● Requirement
When you output the entries, begin with the first line and end with the line containing "negative clicks: (80, 197)", keeping each line exactly as it is.
Exercise data START
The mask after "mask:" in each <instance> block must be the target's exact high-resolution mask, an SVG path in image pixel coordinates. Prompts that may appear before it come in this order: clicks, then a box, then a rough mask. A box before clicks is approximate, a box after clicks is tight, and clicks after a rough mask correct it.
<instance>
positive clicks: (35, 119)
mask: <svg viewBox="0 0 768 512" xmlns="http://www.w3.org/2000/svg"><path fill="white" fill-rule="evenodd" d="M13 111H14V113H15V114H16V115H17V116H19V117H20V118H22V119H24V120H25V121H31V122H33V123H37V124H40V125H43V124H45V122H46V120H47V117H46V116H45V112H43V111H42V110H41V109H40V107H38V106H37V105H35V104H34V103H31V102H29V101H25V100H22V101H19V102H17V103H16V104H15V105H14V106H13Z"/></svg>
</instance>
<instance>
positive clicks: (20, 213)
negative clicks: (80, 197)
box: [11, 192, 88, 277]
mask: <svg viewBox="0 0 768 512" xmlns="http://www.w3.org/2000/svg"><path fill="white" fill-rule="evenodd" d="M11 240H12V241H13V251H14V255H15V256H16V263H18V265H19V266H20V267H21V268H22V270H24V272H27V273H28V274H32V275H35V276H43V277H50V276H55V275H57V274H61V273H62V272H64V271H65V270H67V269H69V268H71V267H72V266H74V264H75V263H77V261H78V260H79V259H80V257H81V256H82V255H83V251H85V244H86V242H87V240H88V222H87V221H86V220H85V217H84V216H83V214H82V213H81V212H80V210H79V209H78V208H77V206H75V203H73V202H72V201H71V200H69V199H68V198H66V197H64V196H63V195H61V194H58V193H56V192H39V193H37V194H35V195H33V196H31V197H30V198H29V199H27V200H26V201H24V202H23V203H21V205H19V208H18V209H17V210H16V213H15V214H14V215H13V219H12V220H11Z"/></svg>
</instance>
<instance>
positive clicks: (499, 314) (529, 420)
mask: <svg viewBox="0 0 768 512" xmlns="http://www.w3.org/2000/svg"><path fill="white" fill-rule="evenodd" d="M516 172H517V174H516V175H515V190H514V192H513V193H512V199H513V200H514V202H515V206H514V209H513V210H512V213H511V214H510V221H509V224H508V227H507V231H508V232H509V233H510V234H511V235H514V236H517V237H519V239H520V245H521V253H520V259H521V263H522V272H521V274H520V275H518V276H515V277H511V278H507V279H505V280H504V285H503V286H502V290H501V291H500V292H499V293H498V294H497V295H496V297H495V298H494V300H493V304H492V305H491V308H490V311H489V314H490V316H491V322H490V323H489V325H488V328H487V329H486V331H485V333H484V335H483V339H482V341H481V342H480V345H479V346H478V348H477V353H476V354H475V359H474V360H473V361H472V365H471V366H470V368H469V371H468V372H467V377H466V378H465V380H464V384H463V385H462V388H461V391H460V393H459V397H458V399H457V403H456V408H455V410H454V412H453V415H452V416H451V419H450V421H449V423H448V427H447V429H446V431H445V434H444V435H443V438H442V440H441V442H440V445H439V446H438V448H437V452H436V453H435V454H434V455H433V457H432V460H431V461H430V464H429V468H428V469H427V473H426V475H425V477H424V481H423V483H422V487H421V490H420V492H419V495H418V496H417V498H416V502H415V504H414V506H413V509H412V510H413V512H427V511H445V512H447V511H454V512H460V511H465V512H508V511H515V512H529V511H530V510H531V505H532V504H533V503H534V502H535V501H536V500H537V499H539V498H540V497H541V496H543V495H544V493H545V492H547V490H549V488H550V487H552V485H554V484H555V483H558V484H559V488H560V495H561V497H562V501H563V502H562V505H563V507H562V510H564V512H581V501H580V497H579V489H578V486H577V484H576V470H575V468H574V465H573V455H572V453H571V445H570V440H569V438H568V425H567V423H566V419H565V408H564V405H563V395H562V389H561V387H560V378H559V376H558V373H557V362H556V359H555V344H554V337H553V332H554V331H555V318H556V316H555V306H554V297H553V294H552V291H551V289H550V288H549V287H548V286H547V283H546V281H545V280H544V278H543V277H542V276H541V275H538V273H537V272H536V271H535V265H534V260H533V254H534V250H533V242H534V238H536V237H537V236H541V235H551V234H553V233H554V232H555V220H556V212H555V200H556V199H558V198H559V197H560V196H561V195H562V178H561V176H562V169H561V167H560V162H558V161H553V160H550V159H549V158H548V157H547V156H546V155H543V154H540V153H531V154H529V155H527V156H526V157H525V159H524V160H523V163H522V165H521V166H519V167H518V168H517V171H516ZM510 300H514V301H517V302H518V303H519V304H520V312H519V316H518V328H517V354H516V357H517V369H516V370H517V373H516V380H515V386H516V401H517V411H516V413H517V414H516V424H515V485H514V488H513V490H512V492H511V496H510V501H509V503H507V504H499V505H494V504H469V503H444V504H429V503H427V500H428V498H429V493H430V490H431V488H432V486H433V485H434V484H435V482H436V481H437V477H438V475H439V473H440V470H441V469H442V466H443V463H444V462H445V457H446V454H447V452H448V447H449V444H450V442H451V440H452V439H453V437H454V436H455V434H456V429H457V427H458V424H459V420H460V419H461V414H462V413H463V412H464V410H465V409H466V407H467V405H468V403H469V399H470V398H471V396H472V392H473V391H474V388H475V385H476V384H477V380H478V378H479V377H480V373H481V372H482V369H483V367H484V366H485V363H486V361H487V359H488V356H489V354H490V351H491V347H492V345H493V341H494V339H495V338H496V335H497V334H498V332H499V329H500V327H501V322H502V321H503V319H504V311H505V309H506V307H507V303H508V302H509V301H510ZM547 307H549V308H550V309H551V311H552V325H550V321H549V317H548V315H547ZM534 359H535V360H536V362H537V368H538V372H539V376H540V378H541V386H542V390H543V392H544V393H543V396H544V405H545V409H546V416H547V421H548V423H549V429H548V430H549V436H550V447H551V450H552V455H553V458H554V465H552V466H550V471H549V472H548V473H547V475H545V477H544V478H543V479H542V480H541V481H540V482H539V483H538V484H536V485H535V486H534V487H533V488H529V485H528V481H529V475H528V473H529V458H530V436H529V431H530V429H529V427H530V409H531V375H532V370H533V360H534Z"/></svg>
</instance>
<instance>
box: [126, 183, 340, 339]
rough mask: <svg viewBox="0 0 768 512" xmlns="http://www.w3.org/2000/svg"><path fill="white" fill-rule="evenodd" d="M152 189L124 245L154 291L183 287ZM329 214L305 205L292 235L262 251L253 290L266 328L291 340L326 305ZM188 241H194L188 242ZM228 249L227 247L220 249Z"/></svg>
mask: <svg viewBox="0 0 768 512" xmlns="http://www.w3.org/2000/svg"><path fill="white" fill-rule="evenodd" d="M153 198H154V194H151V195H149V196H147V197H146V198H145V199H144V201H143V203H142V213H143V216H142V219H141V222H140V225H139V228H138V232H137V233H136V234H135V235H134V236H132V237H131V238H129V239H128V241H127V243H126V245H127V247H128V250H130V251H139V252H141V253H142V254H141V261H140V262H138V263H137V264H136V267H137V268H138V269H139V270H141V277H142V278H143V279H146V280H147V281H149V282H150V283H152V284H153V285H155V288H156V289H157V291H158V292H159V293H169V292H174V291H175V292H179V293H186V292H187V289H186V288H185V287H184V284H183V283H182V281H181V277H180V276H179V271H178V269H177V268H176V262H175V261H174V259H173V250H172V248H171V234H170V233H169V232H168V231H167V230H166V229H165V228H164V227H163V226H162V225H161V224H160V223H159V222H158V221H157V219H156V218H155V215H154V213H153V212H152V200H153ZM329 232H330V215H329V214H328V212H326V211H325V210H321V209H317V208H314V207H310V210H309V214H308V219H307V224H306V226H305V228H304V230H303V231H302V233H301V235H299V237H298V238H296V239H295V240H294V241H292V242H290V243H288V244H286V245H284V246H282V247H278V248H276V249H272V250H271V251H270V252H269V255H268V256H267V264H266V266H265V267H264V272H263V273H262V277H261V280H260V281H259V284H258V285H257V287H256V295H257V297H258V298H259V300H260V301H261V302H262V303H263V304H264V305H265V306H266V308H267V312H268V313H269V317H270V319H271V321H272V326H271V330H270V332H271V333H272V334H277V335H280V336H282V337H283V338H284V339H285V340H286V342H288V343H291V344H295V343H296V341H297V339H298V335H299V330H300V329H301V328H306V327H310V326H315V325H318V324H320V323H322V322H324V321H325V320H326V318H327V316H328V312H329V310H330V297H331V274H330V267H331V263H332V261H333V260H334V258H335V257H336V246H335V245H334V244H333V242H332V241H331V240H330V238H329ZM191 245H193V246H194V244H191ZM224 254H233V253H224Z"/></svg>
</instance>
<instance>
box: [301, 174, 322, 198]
Exercise data END
● Task result
The mask after "mask:" in each <instance> block must be the target's exact high-resolution mask, an SVG path in image pixel coordinates. Prompts that may appear before it come in this order: clicks, then a box, then a rough mask. A box before clicks is approximate, a box after clicks is tight, and clicks after a rough mask correct it.
<instance>
positive clicks: (35, 119)
mask: <svg viewBox="0 0 768 512" xmlns="http://www.w3.org/2000/svg"><path fill="white" fill-rule="evenodd" d="M13 111H14V113H15V114H16V115H17V116H19V117H20V118H22V119H24V120H25V121H31V122H33V123H37V124H40V125H43V124H45V122H46V120H47V117H46V116H45V112H43V111H42V110H41V109H40V107H38V106H37V105H35V104H34V103H31V102H29V101H25V100H22V101H19V102H17V103H16V104H15V105H14V106H13Z"/></svg>
</instance>
<instance>
positive clicks: (20, 213)
negative clicks: (80, 197)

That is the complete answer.